- **Source material**
>>>>
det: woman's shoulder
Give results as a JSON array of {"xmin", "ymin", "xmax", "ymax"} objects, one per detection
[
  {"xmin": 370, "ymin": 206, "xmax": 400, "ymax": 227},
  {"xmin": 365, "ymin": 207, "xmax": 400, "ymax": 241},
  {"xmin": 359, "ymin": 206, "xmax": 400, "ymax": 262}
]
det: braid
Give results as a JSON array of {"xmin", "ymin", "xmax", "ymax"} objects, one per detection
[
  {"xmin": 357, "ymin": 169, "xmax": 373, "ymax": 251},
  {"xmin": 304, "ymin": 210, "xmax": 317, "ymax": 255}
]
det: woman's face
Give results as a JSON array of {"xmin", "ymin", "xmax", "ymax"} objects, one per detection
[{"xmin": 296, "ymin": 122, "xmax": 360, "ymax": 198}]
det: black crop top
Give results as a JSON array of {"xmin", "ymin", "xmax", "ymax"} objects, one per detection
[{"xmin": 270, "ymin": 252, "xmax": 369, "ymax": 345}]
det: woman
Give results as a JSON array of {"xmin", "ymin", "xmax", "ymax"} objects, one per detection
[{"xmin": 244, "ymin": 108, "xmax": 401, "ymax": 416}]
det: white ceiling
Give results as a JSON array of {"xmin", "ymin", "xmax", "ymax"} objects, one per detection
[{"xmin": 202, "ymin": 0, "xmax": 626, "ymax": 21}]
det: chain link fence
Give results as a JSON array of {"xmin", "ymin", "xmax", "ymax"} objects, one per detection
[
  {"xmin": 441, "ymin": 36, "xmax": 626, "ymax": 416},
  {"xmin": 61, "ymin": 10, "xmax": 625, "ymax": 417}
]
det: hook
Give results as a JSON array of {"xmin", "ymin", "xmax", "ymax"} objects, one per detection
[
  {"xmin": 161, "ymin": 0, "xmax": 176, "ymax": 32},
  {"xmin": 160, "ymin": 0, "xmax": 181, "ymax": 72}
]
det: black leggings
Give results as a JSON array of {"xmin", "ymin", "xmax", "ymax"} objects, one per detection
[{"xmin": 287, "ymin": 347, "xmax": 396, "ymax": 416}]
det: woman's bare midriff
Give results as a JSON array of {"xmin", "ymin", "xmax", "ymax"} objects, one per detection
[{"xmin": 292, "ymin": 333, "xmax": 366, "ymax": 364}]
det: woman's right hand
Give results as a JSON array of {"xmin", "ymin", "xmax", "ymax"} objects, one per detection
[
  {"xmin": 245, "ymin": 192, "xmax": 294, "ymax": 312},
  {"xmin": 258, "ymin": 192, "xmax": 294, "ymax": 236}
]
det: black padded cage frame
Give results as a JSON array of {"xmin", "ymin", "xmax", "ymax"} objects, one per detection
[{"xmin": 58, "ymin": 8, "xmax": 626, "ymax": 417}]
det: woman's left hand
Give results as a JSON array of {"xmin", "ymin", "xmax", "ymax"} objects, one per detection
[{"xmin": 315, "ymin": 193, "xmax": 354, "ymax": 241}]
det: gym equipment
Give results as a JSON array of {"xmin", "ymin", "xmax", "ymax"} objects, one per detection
<<<<
- **Exercise goal**
Take the material above and transcribe all of it exactly.

- **Exercise answer**
det: woman's shoulder
Give results as a JSON array of {"xmin", "ymin", "xmax", "ymax"} objects, one per detection
[
  {"xmin": 370, "ymin": 206, "xmax": 400, "ymax": 227},
  {"xmin": 365, "ymin": 207, "xmax": 400, "ymax": 241},
  {"xmin": 359, "ymin": 206, "xmax": 400, "ymax": 262}
]
det: braid
Give results as a JSON array of {"xmin", "ymin", "xmax", "ymax"} objects, one per detection
[
  {"xmin": 357, "ymin": 169, "xmax": 373, "ymax": 251},
  {"xmin": 304, "ymin": 210, "xmax": 317, "ymax": 255}
]
det: woman's face
Give results as a JSON array of {"xmin", "ymin", "xmax", "ymax"} objects, one per detection
[{"xmin": 296, "ymin": 122, "xmax": 360, "ymax": 198}]
det: black crop top
Give results as a JSON array of {"xmin", "ymin", "xmax", "ymax"} objects, one per detection
[{"xmin": 270, "ymin": 252, "xmax": 369, "ymax": 345}]
det: woman
Give results as a JSON array of {"xmin", "ymin", "xmax", "ymax"} objects, one per detection
[{"xmin": 244, "ymin": 108, "xmax": 401, "ymax": 416}]
det: white ceiling
Give results as a JSON array of {"xmin", "ymin", "xmax", "ymax"} objects, one per detection
[{"xmin": 202, "ymin": 0, "xmax": 626, "ymax": 21}]
det: chain link fence
Give results as a JSON array of {"xmin", "ymin", "xmax", "ymax"} objects, one per detection
[
  {"xmin": 441, "ymin": 36, "xmax": 626, "ymax": 416},
  {"xmin": 61, "ymin": 10, "xmax": 625, "ymax": 417}
]
det: hook
Give results as a JSON array of {"xmin", "ymin", "xmax", "ymax"} objects, one per detection
[
  {"xmin": 161, "ymin": 0, "xmax": 176, "ymax": 32},
  {"xmin": 160, "ymin": 0, "xmax": 181, "ymax": 72}
]
det: black leggings
Give results as a JSON array of {"xmin", "ymin", "xmax", "ymax"} objects, one per detection
[{"xmin": 287, "ymin": 347, "xmax": 396, "ymax": 416}]
det: woman's bare midriff
Give results as a JSON array of {"xmin", "ymin", "xmax", "ymax"} objects, one per detection
[{"xmin": 292, "ymin": 333, "xmax": 366, "ymax": 364}]
det: woman's right hand
Give results as a JSON array of {"xmin", "ymin", "xmax", "ymax"} objects, one per detection
[
  {"xmin": 245, "ymin": 192, "xmax": 294, "ymax": 312},
  {"xmin": 258, "ymin": 192, "xmax": 294, "ymax": 236}
]
det: black padded cage frame
Give results as a JSON array of {"xmin", "ymin", "xmax", "ymax"} objects, one per detection
[{"xmin": 58, "ymin": 8, "xmax": 626, "ymax": 417}]
det: woman's left hand
Give results as a JSON array of {"xmin", "ymin", "xmax", "ymax"} objects, one per detection
[{"xmin": 315, "ymin": 193, "xmax": 354, "ymax": 241}]
det: gym equipment
Give results as a JSON array of {"xmin", "ymin", "xmax", "ymax"} objects, one per detection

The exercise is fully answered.